▸ Extract provided:
=-=-=-=-=
In an earlier post, I had briefly looked at the decision of the Supreme Court in M.R. Engineers v. Som Dutt Builders, on when an arbitration clause can be incorporated by reference. The Court had hinted that a special rule may apply in the case of standard form terms and conditions, when it said “A general reference to another contract will not be sufficient to incorporate the arbitration clause from the referred contract into the contract under consideration. There should be a special reference indicating a mutual intention to incorporate the arbitration clause from another document into the contract. The exception to the requirement of special reference is where the referred document is not another contract, but a standard form of terms and conditions of trade associations or regulatory institutions which publish or circulate such standard terms and conditions for the benefit of the members or others who want to adopt the same.”
In a recent decision in Malone v. British Airways, the UK Court of Appeal has elaborated on how principles of incorporation by reference apply in a non-arbitration context. Shantanu Naravane has summarised the decision here. The Court stressed, of course, on the intention of the parties; but the decision is interesting in that it indicates that the practical consequences of the decision to incorporate or not to incorporate the terms is an extremely useful indicator of what the parties intended. In a sense, this is an extension of the general principles of interpreting commercial contracts, where a businesslike interpretation will be preferred (see this post for a Bombay High Court decision on that issue).
=-=-=-=-=
▸ Work to do:
1. For each statement, say whether the post on incorporation by reference agrees with it, giving yes or no along with the deciding words of the post, quoted exactly.
(a) The Supreme Court decision discussed is M.R. Engineers v. Som Dutt Builders.
(b) Under the quoted passage, a general reference to another contract is enough to incorporate that contract's arbitration clause.
(c) Malone v. British Airways was decided by the UK Supreme Court.
2. Pick up the post on incorporation by reference after its final sentence and continue it.
The lines after this point are separate material, unconnected to the post on incorporation by reference.
=-=-=-=-=
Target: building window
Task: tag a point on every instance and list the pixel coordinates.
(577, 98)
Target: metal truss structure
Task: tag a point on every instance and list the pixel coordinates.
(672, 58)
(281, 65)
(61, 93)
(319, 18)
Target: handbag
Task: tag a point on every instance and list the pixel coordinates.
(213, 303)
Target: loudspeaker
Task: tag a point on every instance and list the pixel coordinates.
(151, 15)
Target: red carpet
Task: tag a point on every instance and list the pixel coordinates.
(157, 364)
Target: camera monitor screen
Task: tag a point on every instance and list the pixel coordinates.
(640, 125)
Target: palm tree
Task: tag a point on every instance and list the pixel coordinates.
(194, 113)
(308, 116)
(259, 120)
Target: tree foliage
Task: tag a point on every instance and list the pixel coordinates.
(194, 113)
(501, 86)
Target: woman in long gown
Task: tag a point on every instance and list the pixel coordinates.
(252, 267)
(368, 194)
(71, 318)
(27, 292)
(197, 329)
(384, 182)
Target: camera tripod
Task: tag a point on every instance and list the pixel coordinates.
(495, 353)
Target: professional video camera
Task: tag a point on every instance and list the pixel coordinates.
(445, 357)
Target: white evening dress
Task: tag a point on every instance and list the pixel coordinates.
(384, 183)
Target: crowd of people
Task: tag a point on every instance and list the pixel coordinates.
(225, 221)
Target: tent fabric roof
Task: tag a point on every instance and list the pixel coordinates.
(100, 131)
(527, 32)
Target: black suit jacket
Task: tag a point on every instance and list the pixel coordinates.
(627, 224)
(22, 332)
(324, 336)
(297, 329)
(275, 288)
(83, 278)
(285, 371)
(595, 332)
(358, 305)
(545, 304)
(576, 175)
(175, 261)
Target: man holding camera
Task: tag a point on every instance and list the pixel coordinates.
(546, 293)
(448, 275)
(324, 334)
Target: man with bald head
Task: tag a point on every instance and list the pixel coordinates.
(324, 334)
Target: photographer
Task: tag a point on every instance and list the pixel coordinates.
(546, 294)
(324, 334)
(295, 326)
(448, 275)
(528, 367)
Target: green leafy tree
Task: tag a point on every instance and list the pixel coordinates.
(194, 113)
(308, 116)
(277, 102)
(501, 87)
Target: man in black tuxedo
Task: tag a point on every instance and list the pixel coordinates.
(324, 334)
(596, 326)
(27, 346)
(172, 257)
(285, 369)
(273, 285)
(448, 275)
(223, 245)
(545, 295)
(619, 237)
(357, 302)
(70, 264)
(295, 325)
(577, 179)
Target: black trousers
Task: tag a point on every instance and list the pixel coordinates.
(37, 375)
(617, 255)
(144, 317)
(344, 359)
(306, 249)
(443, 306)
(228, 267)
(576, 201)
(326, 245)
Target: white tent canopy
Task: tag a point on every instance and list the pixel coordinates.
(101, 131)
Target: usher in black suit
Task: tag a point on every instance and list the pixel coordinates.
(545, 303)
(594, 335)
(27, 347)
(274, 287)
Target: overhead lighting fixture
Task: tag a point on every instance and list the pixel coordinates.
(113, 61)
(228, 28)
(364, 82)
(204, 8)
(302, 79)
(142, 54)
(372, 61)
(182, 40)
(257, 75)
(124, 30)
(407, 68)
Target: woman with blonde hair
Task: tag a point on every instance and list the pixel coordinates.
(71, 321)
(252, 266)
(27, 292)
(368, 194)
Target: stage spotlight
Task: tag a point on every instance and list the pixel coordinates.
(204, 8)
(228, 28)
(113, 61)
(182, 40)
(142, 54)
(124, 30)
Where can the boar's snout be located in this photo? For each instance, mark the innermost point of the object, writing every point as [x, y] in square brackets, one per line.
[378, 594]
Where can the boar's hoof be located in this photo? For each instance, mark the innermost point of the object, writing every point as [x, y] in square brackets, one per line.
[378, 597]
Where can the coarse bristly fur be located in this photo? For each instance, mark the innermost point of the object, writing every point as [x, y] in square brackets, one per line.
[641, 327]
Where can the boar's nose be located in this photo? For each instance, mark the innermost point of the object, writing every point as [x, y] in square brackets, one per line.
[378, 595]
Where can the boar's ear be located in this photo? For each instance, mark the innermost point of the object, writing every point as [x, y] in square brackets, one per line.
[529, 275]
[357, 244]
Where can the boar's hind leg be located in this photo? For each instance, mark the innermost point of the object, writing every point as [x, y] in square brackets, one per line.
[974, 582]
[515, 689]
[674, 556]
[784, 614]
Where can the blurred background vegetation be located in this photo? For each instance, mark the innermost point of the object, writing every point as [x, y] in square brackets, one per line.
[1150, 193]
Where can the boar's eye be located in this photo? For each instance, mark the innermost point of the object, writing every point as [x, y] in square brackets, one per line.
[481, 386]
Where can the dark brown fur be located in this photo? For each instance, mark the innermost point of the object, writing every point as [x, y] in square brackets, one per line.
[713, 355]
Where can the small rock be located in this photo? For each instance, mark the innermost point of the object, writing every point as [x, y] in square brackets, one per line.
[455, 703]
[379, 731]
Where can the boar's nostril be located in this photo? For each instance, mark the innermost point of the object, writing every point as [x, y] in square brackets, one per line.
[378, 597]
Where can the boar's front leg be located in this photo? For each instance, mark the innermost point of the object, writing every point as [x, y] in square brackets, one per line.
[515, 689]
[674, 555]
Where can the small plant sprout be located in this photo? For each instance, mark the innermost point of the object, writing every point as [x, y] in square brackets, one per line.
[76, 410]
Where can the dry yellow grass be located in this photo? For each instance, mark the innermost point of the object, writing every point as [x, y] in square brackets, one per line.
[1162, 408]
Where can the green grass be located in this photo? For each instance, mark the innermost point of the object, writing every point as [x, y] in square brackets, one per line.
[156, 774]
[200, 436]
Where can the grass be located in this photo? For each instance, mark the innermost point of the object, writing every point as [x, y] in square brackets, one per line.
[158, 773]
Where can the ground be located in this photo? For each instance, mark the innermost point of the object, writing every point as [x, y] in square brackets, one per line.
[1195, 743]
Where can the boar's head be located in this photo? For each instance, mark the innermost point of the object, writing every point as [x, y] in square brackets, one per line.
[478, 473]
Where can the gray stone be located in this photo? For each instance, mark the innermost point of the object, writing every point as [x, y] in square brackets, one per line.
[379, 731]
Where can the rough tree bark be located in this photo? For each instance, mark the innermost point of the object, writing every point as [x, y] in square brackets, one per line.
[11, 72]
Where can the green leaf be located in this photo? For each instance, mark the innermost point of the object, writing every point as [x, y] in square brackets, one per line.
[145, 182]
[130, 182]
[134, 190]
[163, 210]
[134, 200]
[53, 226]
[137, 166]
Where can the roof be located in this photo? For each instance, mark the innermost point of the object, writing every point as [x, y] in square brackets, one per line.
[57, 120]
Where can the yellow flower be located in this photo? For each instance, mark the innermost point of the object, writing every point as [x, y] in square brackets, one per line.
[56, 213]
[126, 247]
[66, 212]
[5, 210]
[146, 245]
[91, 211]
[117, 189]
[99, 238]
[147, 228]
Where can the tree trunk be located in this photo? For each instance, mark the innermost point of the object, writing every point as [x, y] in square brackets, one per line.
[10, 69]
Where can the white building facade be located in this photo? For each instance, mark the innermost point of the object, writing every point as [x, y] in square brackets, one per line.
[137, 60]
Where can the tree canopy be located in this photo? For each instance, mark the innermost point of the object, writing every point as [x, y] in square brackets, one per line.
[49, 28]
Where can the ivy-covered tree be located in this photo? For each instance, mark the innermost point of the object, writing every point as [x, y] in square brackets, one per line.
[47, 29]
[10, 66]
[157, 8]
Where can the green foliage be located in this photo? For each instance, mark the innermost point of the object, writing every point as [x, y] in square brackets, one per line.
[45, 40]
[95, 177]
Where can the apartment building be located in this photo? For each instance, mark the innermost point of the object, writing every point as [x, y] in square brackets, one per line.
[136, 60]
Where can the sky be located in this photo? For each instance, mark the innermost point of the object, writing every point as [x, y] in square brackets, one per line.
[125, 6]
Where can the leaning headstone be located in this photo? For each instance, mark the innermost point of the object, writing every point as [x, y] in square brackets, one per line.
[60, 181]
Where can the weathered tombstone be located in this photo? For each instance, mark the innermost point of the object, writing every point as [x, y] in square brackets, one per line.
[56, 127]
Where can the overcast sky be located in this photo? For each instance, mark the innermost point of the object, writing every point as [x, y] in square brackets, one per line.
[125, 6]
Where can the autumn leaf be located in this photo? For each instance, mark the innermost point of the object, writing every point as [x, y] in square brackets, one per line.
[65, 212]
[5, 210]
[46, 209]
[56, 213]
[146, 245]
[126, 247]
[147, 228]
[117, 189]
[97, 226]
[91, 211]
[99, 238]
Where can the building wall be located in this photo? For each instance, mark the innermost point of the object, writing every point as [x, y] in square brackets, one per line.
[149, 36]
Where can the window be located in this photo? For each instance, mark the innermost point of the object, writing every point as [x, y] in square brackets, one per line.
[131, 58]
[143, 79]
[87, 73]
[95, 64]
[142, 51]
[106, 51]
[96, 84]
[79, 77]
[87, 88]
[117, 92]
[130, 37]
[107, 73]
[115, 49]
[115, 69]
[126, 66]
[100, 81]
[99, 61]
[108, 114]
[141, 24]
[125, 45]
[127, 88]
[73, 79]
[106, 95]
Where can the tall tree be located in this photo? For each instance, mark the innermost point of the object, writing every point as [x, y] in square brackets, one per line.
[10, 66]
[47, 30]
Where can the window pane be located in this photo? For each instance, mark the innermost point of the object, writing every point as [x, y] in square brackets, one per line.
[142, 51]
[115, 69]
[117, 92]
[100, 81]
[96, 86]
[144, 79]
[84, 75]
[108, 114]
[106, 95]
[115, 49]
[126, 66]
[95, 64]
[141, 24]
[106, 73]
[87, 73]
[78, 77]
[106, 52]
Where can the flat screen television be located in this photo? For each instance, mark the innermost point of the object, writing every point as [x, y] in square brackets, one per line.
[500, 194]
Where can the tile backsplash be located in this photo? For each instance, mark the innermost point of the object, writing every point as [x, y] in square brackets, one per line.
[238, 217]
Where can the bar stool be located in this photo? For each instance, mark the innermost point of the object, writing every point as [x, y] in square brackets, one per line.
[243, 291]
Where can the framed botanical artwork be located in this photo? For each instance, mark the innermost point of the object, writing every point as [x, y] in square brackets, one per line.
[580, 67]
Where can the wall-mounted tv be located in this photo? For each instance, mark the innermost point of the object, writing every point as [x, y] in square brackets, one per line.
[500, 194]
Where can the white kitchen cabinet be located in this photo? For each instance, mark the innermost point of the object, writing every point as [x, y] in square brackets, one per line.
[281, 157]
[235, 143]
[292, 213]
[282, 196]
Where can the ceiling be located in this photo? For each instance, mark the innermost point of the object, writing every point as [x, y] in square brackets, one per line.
=-=-=-=-=
▸ Set of answers:
1.
(a) Yes: "the decision of the Supreme Court in M.R. Engineers v. Som Dutt Builders"
(b) No: "A general reference to another contract will not be sufficient to incorporate the arbitration clause from the referred contract into the contract under consideration."
(c) No: "the UK Court of Appeal has elaborated on how principles of incorporation by reference apply in a non-arbitration context"

2.
However, Shantanu notes in his post that the Court of Appeal has also indicated that the nature of the agreement from which terms are being incorporated is irrelevant to whether they are binding between the parties to the contract into which they are being incorporated. In the context of arbitration, the test in M.R. Engineers would indicate that the character of the underlying document is indeed relevant – this seems to be the better view to take, given the general principles underlying the reasoning in M.R. Engineers. On a broader note, the clearest exposition of the principles of interpretation of commercial contracts is probably found in Lord Hoffman’s judgment in Investors Compensation Scheme v. West Bromwich Building Society,  1 All ER 98:
"… I think I should preface my explanation of my reasons with some general remarks about the principles by which contractual documents are nowadays construed. I do not think that the fundamental change which has overtaken this branch of the law, particularly as a result of the speeches of Lord Wilberforce in Prenn v. Simmonds  1 W.L.R. 1381, 1384-1386 and Reardon Smith Line Ltd. v. Yngvar Hansen-Tangen  1 W.L.R. 989, is always sufficiently appreciated. The result has been, subject to one important exception, to assimilate the way in which such documents are interpreted by judges to the common sense principles by which any serious utterance would be interpreted in ordinary life. Almost all the old intellectual baggage of "legal" interpretation has been discarded. The principles may be summarised as follows:
(1) Interpretation is the ascertainment of the meaning which the document would convey to a reasonable person having all the background knowledge which would reasonably have been available to the parties in the situation in which they were at the time of the contract.
(2) The background was famously referred to by Lord Wilberforce as the "matrix of fact," but this phrase is, if anything, an understated description of what the background may include. Subject to the requirement that it should have been reasonably available to the parties and to the exception to be mentioned next, it includes absolutely anything which would have affected the way in which the language of the document would have been understood by a reasonable man.
(3) The law excludes from the admissible background the previous negotiations of the parties and their declarations of subjective intent. They are admissible only in an action for rectification. The law makes this distinction for reasons of practical policy and, in this respect only, legal interpretation differs from the way we would interpret utterances in ordinary life. The boundaries of this exception are in some respects unclear. But this is not the occasion on which to explore them.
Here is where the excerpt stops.